┌──

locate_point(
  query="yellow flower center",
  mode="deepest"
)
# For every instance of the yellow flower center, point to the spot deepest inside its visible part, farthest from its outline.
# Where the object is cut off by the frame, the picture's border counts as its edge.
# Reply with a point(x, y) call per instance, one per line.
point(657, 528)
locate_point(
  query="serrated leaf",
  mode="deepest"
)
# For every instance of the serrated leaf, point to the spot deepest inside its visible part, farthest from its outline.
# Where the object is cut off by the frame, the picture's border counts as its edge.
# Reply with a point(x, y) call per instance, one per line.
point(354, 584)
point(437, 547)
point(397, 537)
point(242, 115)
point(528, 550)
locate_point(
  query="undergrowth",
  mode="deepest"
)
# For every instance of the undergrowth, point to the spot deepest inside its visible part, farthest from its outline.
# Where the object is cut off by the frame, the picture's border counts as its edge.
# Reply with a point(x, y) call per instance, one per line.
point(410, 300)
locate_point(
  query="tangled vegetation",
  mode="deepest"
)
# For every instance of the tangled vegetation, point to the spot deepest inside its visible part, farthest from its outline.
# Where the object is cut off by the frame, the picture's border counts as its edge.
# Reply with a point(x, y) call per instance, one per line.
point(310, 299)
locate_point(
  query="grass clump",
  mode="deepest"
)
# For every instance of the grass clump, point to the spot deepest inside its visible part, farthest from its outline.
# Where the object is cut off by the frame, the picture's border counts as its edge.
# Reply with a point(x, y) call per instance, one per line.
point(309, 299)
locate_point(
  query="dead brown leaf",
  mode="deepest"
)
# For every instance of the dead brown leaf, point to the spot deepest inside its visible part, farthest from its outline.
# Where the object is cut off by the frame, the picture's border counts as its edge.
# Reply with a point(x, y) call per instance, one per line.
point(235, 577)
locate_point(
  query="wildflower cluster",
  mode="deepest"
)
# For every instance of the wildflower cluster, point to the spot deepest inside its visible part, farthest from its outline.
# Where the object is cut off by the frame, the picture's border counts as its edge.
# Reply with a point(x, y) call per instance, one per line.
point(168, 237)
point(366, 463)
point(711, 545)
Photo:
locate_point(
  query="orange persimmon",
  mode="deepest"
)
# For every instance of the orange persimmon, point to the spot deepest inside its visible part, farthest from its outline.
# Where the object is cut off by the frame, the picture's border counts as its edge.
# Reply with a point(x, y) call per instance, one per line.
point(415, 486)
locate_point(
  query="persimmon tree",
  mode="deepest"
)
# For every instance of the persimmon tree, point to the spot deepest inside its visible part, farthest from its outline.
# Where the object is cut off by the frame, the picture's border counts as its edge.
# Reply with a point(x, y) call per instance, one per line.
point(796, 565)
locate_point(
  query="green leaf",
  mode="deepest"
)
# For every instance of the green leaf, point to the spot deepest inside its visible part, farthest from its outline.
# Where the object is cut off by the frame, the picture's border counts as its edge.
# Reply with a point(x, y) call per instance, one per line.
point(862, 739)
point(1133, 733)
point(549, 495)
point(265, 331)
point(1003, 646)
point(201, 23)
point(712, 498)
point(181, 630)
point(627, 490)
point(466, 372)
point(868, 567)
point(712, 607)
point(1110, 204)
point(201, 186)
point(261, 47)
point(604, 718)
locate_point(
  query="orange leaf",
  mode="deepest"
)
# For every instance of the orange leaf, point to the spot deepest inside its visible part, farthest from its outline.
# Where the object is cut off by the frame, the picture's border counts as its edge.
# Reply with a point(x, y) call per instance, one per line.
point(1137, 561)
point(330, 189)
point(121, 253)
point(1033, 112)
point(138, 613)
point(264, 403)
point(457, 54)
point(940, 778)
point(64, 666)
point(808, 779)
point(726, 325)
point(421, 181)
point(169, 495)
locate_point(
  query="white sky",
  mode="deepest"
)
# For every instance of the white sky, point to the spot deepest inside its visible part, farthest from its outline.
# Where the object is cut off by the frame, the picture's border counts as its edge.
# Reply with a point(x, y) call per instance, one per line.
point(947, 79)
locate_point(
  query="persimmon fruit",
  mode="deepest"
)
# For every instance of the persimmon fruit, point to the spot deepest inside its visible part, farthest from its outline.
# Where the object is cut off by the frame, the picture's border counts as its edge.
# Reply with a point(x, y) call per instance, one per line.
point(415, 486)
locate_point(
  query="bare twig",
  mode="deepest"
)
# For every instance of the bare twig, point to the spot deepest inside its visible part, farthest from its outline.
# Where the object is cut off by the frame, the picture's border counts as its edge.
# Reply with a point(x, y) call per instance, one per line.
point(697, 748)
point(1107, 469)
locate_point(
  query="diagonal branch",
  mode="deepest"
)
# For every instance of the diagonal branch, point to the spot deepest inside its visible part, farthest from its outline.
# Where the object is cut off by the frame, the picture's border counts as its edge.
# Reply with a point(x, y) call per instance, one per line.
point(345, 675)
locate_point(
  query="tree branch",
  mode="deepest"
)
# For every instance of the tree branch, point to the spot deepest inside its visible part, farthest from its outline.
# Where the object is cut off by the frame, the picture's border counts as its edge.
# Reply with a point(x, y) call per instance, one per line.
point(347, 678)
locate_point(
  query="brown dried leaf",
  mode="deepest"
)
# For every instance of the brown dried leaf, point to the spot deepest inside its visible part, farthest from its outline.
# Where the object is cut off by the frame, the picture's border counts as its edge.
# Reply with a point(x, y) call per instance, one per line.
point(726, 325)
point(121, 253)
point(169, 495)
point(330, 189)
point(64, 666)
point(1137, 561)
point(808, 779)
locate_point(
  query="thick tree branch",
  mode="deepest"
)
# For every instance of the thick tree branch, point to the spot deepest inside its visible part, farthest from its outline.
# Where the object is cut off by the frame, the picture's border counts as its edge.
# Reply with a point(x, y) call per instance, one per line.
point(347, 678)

└──

Rewrite every line from the start of the items through the line holding "point(657, 528)", inclusive. Add 145 to each coordinate in the answer points.

locate_point(
  query="yellow flower center",
  mode="deepest"
)
# For every instance of the yellow flower center, point to the spot deepest inside its visible part, farthest from its outline.
# Where the object is cut off by the frame, the picture's border counts as its edge.
# Reply with a point(x, y) call per instance, one per line.
point(802, 673)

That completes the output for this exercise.